-- Source data follows --

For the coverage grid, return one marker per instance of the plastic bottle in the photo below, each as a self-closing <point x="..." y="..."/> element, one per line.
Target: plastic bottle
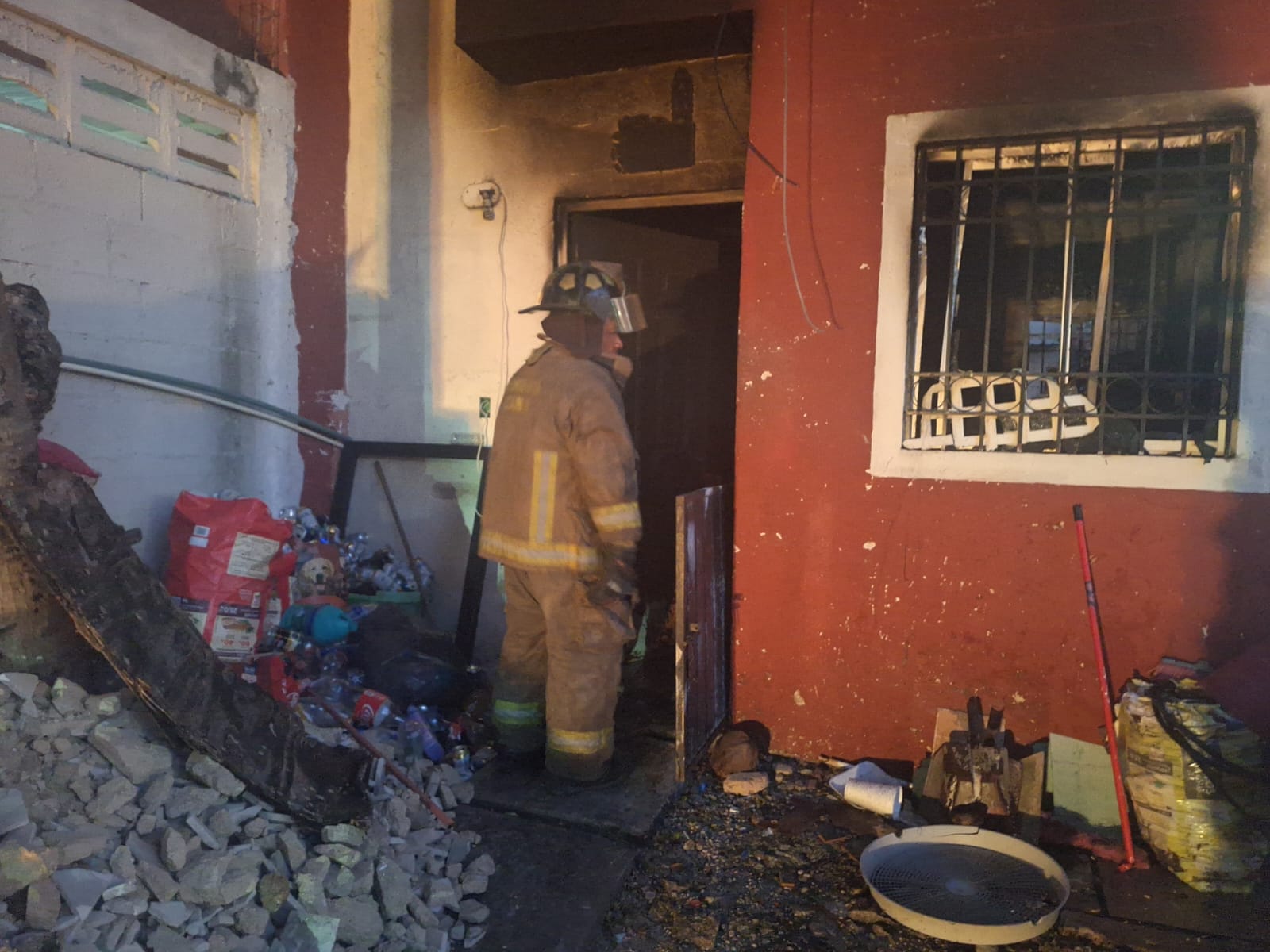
<point x="418" y="738"/>
<point x="323" y="625"/>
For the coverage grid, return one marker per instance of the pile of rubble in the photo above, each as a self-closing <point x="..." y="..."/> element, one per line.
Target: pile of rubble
<point x="112" y="841"/>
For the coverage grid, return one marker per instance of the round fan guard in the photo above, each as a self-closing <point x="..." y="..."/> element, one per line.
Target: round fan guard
<point x="965" y="885"/>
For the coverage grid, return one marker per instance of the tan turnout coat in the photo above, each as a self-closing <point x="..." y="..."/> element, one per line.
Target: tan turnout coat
<point x="562" y="482"/>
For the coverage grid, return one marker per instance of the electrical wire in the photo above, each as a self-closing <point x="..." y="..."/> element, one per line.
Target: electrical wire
<point x="505" y="355"/>
<point x="205" y="393"/>
<point x="785" y="162"/>
<point x="723" y="102"/>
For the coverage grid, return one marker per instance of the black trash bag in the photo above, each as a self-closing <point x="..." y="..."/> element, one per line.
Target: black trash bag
<point x="406" y="663"/>
<point x="413" y="678"/>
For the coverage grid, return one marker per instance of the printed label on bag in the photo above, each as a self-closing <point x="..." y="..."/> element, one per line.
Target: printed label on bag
<point x="235" y="630"/>
<point x="252" y="555"/>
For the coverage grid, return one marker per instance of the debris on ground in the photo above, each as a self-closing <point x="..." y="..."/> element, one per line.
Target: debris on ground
<point x="772" y="871"/>
<point x="112" y="839"/>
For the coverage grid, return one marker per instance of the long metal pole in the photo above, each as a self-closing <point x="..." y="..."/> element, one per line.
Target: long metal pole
<point x="406" y="541"/>
<point x="442" y="818"/>
<point x="1100" y="651"/>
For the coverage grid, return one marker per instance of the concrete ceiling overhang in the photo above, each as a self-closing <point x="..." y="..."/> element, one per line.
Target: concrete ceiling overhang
<point x="520" y="42"/>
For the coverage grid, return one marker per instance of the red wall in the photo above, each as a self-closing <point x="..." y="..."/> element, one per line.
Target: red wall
<point x="846" y="647"/>
<point x="318" y="59"/>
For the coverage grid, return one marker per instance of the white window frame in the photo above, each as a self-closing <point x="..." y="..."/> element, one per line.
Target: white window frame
<point x="1248" y="471"/>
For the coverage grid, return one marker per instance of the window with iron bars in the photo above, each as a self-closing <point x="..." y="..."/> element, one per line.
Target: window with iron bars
<point x="1080" y="294"/>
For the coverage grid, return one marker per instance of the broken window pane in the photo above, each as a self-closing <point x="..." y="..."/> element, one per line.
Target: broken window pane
<point x="1079" y="294"/>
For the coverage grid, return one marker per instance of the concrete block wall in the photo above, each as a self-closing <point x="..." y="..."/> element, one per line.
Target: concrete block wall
<point x="162" y="276"/>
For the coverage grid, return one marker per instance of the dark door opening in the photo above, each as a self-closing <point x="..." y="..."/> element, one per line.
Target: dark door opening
<point x="683" y="255"/>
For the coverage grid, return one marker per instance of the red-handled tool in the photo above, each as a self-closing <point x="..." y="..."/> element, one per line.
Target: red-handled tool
<point x="1100" y="651"/>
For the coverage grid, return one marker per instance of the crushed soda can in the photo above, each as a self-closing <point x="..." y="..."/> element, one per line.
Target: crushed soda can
<point x="461" y="759"/>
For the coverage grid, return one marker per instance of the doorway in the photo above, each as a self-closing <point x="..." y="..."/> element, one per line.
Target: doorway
<point x="681" y="254"/>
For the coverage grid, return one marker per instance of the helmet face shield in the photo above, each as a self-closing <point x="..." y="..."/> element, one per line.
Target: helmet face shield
<point x="592" y="289"/>
<point x="628" y="314"/>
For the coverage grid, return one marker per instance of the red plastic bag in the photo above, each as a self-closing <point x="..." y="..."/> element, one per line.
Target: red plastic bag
<point x="225" y="560"/>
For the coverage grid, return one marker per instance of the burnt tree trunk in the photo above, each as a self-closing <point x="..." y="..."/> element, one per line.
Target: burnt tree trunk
<point x="71" y="549"/>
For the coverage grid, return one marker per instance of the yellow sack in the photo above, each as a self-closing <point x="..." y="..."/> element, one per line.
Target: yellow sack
<point x="1191" y="828"/>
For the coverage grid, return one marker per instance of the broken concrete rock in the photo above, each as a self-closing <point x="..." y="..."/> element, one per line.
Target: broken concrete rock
<point x="171" y="914"/>
<point x="156" y="793"/>
<point x="733" y="752"/>
<point x="171" y="850"/>
<point x="214" y="774"/>
<point x="44" y="905"/>
<point x="273" y="892"/>
<point x="343" y="833"/>
<point x="306" y="932"/>
<point x="235" y="875"/>
<point x="131" y="754"/>
<point x="158" y="881"/>
<point x="252" y="920"/>
<point x="360" y="920"/>
<point x="111" y="797"/>
<point x="393" y="888"/>
<point x="19" y="867"/>
<point x="67" y="697"/>
<point x="184" y="801"/>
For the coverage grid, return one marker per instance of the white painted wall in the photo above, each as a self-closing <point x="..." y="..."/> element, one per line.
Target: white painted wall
<point x="429" y="328"/>
<point x="156" y="274"/>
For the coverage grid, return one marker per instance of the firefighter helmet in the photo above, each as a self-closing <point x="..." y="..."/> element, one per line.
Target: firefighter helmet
<point x="581" y="286"/>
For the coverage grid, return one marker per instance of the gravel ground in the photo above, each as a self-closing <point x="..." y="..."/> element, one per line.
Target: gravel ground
<point x="774" y="871"/>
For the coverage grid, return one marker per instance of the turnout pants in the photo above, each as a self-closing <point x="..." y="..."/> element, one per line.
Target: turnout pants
<point x="559" y="672"/>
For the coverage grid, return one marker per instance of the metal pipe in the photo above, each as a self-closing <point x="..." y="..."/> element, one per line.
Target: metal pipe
<point x="1100" y="651"/>
<point x="215" y="397"/>
<point x="442" y="818"/>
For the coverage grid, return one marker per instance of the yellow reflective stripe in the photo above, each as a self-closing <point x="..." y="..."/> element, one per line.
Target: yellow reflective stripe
<point x="543" y="495"/>
<point x="579" y="742"/>
<point x="533" y="555"/>
<point x="613" y="518"/>
<point x="518" y="712"/>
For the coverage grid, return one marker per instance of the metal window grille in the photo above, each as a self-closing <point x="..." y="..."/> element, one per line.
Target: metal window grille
<point x="59" y="88"/>
<point x="1080" y="294"/>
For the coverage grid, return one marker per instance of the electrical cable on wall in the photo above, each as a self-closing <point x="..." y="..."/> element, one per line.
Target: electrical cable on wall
<point x="785" y="162"/>
<point x="723" y="102"/>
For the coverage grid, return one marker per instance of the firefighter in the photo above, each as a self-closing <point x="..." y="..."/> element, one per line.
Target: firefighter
<point x="560" y="514"/>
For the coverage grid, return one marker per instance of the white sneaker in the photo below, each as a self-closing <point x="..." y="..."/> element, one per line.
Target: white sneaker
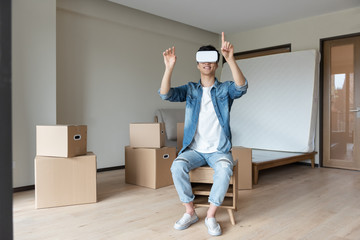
<point x="213" y="226"/>
<point x="186" y="221"/>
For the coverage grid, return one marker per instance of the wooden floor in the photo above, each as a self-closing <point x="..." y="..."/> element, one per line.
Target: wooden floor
<point x="290" y="202"/>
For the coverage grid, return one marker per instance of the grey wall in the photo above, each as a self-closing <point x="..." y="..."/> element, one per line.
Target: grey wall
<point x="109" y="68"/>
<point x="6" y="225"/>
<point x="33" y="80"/>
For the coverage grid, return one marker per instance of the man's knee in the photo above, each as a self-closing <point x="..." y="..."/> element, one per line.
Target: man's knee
<point x="179" y="165"/>
<point x="224" y="165"/>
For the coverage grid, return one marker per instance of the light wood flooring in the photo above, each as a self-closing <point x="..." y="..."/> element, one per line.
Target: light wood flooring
<point x="290" y="202"/>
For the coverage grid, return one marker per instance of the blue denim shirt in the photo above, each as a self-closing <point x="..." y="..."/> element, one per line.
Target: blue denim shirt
<point x="222" y="96"/>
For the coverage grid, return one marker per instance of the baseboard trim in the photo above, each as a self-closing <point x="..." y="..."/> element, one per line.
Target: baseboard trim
<point x="24" y="188"/>
<point x="32" y="187"/>
<point x="111" y="168"/>
<point x="306" y="164"/>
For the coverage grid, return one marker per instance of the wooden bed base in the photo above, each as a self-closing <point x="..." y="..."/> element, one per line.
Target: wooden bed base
<point x="279" y="162"/>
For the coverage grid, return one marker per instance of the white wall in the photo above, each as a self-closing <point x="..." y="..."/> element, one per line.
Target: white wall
<point x="109" y="68"/>
<point x="302" y="34"/>
<point x="33" y="80"/>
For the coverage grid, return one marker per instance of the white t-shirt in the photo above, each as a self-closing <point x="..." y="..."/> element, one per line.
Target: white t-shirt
<point x="208" y="130"/>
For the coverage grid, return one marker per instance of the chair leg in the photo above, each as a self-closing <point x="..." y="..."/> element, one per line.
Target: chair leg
<point x="231" y="215"/>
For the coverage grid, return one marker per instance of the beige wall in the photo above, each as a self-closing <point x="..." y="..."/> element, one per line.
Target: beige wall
<point x="302" y="34"/>
<point x="109" y="68"/>
<point x="33" y="80"/>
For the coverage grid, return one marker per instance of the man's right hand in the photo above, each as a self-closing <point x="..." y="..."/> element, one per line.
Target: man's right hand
<point x="169" y="57"/>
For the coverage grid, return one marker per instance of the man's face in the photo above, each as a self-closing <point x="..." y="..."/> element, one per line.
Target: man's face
<point x="207" y="68"/>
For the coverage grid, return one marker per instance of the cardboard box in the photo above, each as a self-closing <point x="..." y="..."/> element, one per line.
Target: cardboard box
<point x="241" y="154"/>
<point x="244" y="158"/>
<point x="61" y="140"/>
<point x="149" y="167"/>
<point x="65" y="181"/>
<point x="147" y="135"/>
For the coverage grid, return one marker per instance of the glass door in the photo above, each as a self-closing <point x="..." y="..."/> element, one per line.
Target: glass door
<point x="341" y="121"/>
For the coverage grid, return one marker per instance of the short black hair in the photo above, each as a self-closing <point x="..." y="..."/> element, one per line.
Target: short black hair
<point x="209" y="48"/>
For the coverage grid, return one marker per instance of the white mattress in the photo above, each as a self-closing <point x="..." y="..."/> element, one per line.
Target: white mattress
<point x="259" y="156"/>
<point x="279" y="110"/>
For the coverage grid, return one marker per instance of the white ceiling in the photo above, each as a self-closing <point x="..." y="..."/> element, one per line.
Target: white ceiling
<point x="233" y="16"/>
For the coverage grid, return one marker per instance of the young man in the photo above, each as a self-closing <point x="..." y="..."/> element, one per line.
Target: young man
<point x="207" y="136"/>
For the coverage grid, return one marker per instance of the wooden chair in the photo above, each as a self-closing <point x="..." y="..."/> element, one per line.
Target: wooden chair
<point x="202" y="179"/>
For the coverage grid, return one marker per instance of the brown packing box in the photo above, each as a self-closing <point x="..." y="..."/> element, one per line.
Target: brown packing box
<point x="240" y="154"/>
<point x="61" y="140"/>
<point x="244" y="157"/>
<point x="147" y="135"/>
<point x="65" y="181"/>
<point x="149" y="167"/>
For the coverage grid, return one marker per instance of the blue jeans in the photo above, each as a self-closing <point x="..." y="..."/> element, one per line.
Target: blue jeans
<point x="222" y="163"/>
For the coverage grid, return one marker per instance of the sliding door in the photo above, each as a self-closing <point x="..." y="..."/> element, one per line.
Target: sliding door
<point x="341" y="112"/>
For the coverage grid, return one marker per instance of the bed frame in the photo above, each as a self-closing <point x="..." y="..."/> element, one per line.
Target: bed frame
<point x="283" y="159"/>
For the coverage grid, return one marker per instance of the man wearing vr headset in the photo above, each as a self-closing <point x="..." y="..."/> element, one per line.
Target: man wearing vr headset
<point x="207" y="135"/>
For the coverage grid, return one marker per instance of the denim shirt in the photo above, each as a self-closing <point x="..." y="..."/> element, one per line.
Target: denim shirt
<point x="222" y="96"/>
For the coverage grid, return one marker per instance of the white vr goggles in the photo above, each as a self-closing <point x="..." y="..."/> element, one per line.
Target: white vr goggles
<point x="207" y="56"/>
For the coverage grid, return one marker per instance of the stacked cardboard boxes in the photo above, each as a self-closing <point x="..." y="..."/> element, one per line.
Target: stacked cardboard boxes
<point x="147" y="160"/>
<point x="65" y="173"/>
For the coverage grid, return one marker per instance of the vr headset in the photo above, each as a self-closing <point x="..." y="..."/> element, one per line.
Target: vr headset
<point x="207" y="56"/>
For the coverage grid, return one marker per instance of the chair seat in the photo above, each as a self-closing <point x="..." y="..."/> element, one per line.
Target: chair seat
<point x="202" y="179"/>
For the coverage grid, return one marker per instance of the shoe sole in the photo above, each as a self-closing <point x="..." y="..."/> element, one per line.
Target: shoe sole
<point x="186" y="226"/>
<point x="212" y="233"/>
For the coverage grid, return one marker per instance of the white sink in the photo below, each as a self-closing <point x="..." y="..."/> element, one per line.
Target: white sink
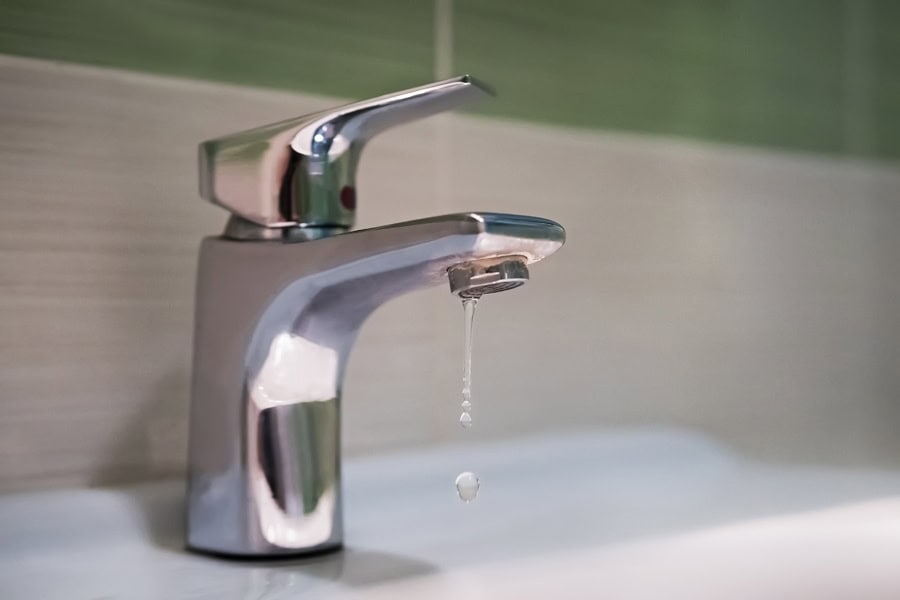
<point x="613" y="514"/>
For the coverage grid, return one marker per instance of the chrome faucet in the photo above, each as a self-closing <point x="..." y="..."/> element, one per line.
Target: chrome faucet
<point x="281" y="296"/>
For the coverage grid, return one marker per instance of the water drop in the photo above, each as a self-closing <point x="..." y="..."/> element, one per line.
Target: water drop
<point x="467" y="485"/>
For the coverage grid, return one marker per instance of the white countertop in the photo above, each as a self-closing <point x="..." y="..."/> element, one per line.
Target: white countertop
<point x="617" y="514"/>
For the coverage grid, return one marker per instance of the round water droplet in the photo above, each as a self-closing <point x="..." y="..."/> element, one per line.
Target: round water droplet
<point x="467" y="485"/>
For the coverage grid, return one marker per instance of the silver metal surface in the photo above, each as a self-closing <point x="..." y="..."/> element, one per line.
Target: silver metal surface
<point x="474" y="279"/>
<point x="274" y="325"/>
<point x="302" y="172"/>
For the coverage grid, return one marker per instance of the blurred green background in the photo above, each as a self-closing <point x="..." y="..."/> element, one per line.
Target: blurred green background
<point x="807" y="75"/>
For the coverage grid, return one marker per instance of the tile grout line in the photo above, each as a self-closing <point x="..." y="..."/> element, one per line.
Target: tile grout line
<point x="443" y="201"/>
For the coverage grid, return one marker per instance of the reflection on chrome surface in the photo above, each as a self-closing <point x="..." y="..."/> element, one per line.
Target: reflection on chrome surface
<point x="280" y="299"/>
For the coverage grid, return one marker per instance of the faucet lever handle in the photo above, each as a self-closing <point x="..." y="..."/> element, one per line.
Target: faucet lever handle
<point x="302" y="172"/>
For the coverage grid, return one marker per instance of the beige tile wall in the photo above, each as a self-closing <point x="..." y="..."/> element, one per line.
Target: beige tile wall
<point x="753" y="295"/>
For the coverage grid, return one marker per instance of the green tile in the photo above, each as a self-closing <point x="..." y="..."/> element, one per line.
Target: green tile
<point x="761" y="72"/>
<point x="808" y="75"/>
<point x="350" y="48"/>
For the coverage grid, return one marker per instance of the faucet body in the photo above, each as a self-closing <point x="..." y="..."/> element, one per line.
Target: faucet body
<point x="275" y="323"/>
<point x="280" y="299"/>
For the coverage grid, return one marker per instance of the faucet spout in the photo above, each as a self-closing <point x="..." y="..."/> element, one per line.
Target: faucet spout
<point x="275" y="323"/>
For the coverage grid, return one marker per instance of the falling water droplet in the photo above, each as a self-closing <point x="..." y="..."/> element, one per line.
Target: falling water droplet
<point x="467" y="485"/>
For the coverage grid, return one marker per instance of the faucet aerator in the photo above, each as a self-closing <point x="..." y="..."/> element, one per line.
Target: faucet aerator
<point x="474" y="279"/>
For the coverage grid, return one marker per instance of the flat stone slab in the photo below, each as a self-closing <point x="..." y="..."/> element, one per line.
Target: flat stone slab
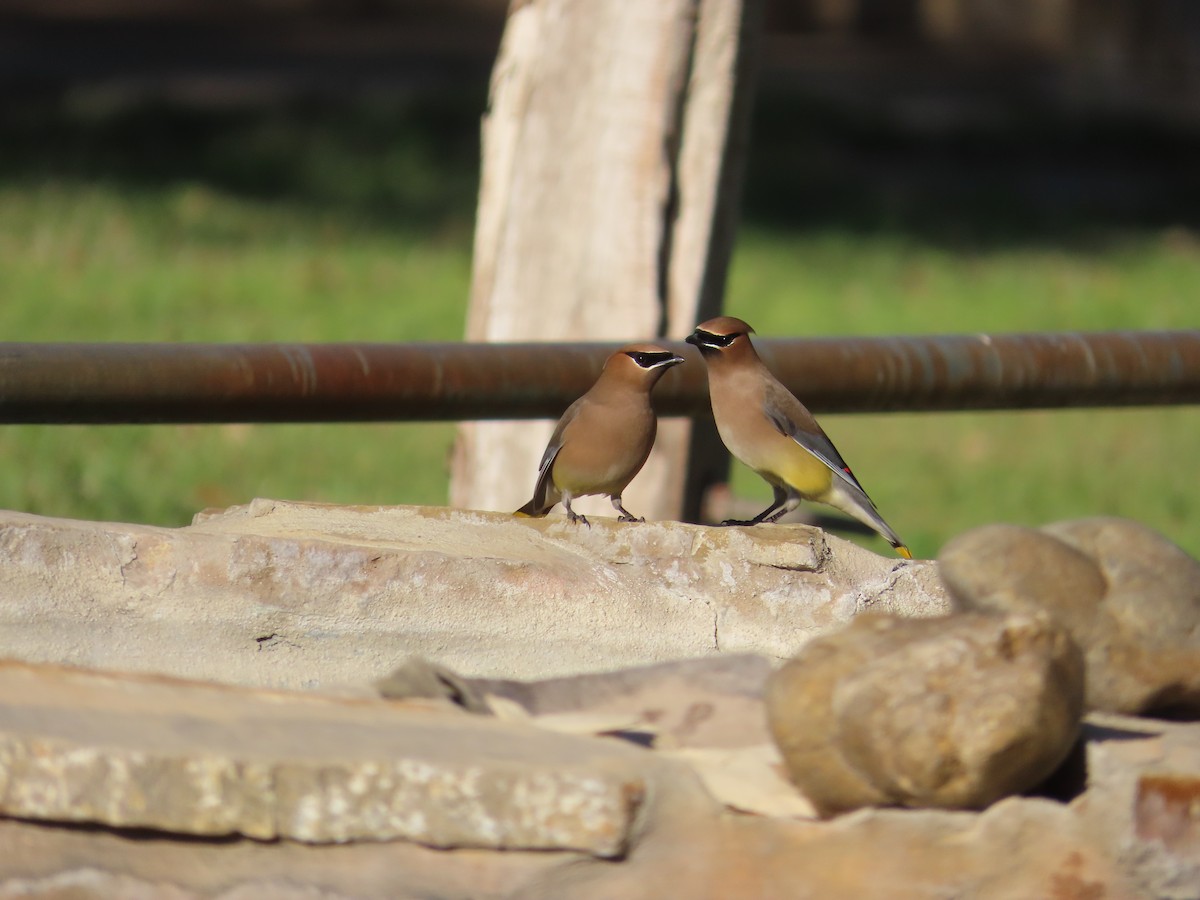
<point x="307" y="595"/>
<point x="208" y="760"/>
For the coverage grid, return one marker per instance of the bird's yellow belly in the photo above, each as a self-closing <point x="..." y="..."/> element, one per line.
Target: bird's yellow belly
<point x="780" y="461"/>
<point x="804" y="474"/>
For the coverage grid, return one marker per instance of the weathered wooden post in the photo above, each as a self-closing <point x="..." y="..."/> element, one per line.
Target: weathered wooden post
<point x="612" y="156"/>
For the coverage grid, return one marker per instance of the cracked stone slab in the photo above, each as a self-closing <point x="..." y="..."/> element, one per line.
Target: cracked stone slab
<point x="135" y="751"/>
<point x="310" y="595"/>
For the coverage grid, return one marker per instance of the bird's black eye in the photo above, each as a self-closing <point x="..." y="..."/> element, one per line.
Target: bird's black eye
<point x="712" y="340"/>
<point x="649" y="359"/>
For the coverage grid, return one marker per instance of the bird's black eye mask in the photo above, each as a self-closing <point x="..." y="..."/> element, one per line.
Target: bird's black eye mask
<point x="649" y="359"/>
<point x="709" y="340"/>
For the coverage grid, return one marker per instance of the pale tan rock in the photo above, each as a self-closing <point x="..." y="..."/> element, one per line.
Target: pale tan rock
<point x="957" y="712"/>
<point x="1143" y="801"/>
<point x="204" y="760"/>
<point x="683" y="844"/>
<point x="309" y="595"/>
<point x="1129" y="598"/>
<point x="707" y="702"/>
<point x="1017" y="850"/>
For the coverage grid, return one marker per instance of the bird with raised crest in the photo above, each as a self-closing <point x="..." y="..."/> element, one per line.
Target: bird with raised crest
<point x="605" y="437"/>
<point x="766" y="427"/>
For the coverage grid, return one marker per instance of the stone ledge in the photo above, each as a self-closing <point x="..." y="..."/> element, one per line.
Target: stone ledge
<point x="306" y="595"/>
<point x="204" y="760"/>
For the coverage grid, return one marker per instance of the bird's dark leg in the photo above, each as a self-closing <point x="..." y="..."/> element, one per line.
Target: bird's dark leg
<point x="778" y="508"/>
<point x="625" y="515"/>
<point x="571" y="515"/>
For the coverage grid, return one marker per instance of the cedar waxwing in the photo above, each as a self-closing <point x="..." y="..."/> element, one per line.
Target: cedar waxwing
<point x="604" y="437"/>
<point x="772" y="432"/>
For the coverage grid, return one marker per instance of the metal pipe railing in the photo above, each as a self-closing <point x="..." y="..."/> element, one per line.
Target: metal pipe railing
<point x="124" y="383"/>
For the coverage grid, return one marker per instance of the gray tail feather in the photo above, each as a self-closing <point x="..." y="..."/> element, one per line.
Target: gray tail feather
<point x="533" y="509"/>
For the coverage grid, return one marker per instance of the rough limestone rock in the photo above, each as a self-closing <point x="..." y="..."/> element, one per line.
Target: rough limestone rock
<point x="307" y="595"/>
<point x="955" y="712"/>
<point x="679" y="843"/>
<point x="1143" y="801"/>
<point x="196" y="759"/>
<point x="1128" y="597"/>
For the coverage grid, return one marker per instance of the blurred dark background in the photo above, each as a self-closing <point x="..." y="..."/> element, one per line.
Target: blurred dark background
<point x="307" y="171"/>
<point x="966" y="120"/>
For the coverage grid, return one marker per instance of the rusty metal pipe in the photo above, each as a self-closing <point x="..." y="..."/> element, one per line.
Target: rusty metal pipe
<point x="115" y="383"/>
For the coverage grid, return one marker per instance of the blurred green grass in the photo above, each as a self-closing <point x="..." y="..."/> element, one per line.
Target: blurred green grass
<point x="353" y="222"/>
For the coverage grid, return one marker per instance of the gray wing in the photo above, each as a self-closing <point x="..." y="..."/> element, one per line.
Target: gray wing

-- Source data concluded --

**What you are asked to do:** Select all lines with the word "below" from the entries above.

**Exercise solution:**
For the coverage grid, return one marker per instance of the plastic bottle in the photo below, each as a self-closing <point x="..." y="..."/> element, one per line.
For the coverage grid, return one marker per instance of the white sneaker in the photo below, each as a self-closing <point x="..." y="..."/> element, one per line.
For the coverage grid, return one marker per instance of the white sink in the photo below, each as a self-closing <point x="..." y="..."/> element, one per line.
For the coverage grid, return one marker per instance of the flat stone slab in the photo below, each as a self-closing <point x="..." y="..."/> element, one per line.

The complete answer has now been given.